**** TEXT FOR ANALYSIS

Art and Ecology: Understory

Two of the Rensing Center’s missions are Ecology and Creativity. In my residency this May, I pursued a project at an intersection of these two issues.
Blackjack Oak with Climbing Hydrangea, 12"x8", oil on paper

Blackjack Oak with Climbing Hydrangea, 12"x8", oil on paper

I began making small paintings of trees at the Rensing Center. Initially, my concerns were aesthetic: Explorations of green, a color I rarely work with. I was attracted by the variety that occurred as light interacted with the translucent leaves, creating dozens of blues, greens, yellows, and violets. I wanted to track the shifts in color across the structure of the trees, abstracted against an empty background. I was excited by the complex light environment created by the architecture of the different trees, and how that architecture defined patterns of color. I focused on small, understory trees which allowed me to comprehend the entire tree in a single image.
Hickory (leaning), 12"x8", oil on paper

Hickory (leaning), 12"x8", oil on paper

As the paintings progressed, the trees required more intimacy and understanding. They were shaped by their species and by their context. Some understory trees may live only a few years in the herbal layer, and languish on the dim forest floor. Larger trees either occupy the understory permanently- living in the half-light, or as adolescents reaching for light on their way to the canopy. The trees record reaching up, reaching over, reaching down, for patches of sunlight. Some lean hard or change direction as the canopy changes.IMG_20140507_152028 The genetics of each tree species determine its form and patterns of growth, but many trees in the understory bear the patterns of damage and recovery. As the canopy changes and neighboring trees fall, many of the understory trees are limbed, bowed, and split by the falling timber- recovering into strange forms.

********
**** DATA PROVIDED

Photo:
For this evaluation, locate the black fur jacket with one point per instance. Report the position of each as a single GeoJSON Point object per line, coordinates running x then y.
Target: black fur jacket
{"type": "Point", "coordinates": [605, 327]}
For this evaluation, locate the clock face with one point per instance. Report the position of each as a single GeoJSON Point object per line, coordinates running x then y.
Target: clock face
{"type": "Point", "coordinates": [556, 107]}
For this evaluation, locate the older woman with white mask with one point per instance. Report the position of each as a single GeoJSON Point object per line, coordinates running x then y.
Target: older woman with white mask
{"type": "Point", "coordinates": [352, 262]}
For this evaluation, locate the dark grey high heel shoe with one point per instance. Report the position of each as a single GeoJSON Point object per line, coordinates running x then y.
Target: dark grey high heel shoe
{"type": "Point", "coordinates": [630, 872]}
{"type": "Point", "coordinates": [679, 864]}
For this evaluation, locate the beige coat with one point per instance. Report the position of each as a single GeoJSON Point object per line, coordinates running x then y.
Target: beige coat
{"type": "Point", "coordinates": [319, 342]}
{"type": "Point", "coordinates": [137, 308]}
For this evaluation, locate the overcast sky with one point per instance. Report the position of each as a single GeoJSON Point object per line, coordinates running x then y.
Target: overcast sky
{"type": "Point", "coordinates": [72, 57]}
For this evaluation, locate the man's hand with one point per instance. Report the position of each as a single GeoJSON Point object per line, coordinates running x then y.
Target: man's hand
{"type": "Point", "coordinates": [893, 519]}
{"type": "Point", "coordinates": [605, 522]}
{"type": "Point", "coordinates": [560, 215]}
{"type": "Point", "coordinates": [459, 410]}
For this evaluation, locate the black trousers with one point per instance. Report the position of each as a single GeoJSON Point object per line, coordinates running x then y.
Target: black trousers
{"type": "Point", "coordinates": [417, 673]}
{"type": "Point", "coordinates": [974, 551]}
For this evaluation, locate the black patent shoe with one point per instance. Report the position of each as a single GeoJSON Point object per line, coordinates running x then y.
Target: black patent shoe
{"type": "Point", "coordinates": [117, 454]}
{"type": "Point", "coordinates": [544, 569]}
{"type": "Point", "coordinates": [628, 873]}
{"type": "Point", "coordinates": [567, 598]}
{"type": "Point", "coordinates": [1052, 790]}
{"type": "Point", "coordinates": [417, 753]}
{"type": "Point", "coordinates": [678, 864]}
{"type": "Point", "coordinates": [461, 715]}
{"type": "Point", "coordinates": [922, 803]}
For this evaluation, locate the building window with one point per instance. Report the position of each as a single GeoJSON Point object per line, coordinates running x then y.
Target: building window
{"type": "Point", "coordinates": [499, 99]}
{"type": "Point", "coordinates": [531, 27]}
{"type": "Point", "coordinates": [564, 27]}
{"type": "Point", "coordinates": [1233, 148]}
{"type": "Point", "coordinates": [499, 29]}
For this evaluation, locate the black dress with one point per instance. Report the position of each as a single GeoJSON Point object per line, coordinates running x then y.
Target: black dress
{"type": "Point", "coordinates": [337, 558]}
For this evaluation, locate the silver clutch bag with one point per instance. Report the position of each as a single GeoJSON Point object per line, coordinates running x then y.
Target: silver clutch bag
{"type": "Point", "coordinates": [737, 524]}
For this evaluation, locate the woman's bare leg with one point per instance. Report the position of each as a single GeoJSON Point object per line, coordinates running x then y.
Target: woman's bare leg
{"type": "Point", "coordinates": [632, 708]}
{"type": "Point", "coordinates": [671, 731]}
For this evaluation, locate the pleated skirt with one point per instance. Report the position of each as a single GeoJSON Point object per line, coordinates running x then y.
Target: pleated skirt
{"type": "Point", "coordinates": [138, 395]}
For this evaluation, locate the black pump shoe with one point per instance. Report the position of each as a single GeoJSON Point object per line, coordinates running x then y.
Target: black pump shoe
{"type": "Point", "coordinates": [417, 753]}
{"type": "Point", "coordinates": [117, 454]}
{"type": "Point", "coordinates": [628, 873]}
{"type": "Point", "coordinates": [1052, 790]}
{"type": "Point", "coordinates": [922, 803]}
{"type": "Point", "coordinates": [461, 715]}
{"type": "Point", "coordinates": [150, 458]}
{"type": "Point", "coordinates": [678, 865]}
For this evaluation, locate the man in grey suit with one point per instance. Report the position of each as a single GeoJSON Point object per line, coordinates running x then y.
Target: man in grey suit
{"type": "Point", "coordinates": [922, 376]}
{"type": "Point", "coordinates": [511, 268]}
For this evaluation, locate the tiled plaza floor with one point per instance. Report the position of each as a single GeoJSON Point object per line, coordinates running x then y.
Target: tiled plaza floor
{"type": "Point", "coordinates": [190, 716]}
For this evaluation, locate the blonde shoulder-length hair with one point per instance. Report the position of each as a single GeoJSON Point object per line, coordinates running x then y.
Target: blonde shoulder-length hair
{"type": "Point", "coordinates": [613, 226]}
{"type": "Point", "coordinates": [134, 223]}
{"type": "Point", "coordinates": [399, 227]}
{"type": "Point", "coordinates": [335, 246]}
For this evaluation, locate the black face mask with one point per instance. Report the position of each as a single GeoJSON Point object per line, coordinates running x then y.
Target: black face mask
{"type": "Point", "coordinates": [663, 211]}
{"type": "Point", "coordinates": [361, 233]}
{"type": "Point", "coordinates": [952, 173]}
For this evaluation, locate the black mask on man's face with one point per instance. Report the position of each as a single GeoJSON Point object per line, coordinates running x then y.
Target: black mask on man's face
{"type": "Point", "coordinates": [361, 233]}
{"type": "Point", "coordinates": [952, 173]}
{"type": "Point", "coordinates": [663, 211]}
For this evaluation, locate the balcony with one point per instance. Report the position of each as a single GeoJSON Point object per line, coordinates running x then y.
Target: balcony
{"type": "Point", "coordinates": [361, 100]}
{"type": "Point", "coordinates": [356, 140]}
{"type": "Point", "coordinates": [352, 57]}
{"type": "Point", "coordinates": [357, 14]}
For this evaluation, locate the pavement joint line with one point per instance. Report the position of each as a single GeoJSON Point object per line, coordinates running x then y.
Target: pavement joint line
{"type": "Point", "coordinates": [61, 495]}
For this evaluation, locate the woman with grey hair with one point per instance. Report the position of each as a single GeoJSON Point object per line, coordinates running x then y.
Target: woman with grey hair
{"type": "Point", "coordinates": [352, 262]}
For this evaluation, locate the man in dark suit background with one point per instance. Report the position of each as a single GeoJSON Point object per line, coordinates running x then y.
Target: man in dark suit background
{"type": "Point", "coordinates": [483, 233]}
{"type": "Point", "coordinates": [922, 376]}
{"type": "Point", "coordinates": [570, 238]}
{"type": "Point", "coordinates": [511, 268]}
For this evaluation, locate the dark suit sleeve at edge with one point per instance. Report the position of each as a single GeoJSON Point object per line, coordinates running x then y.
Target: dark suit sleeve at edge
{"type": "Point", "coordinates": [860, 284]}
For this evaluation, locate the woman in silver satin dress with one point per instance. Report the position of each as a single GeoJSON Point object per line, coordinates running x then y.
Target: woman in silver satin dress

********

WHAT THIS EXERCISE ASKS =
a) In the understory painting essay, which color does the painter say they rarely work with?
b) Continue the understory painting essay from the point where it stops.
None of the data entries are needed here.

TASK RESULTS =
a) Green.

b)
White Oak, 12"x8", oil on paper

White Oak, 12"x8", oil on paper

While these paintings are far from scientific, they are based in a process that underpins both art and science: direct observation of nature. Careful, focused observation is a primary principle of art and of ecology. After a few hours of earnest attention, patterns reveal themselves, new information surfaces, questions arise. These paintings are a documentation of those hours, and several weeks earnestly listening to the understory.